Robert L. Paarlberg
Betty Freyhof Johnson Class of 1944 Professor of Political Science, Wellesley College; Associate, Weatherhead Center for International Affairs, Harvard University Bio
Rome has always been the wrong place to hold “Food Summits.” The world’s most urgent food problems are not visible in the Eternal City, where you cannot get a bad meal. These problems also cannot be corrected through un-funded, consensus-based resolutions, which are the leading product of United Nations conferences. At the current World Summit on Food Security, the delegates negotiated a compromise and approved a watered-down “final declaration” in the opening hours of the first day, hoping to send a reassuring message of global harmony.
The world’s must urgent food problems will not be helped by this ineffectual consensus reached at yet another UN meeting. What is required instead are specific actions by national governments, especially in sub-Saharan Africa and Washington. The sooner the African and American delegates at the food summit return home and confront their own lack of success in this policy area, the better.

================================

> **WHAT YOU HAVE TO DO**:
Say whether each statement agrees with the text on the Rome food summit, answering yes or no and quoting the deciding words from the text.
1. The delegates approved the final declaration on the last day of the summit.
2. The text calls for specific actions by national governments.
3. The world's most urgent food problems can be seen in Rome.

> **DATASET**:

================================

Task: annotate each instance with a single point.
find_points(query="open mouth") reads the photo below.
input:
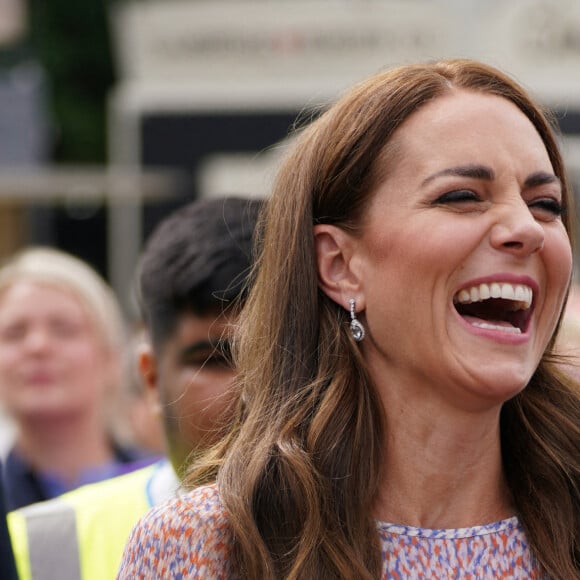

================================

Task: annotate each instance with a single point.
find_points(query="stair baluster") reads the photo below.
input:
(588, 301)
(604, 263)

================================

> **REPLY**:
1. No: "approved a watered-down “final declaration” in the opening hours of the first day"
2. Yes: "What is required instead are specific actions by national governments"
3. No: "The world’s most urgent food problems are not visible in the Eternal City"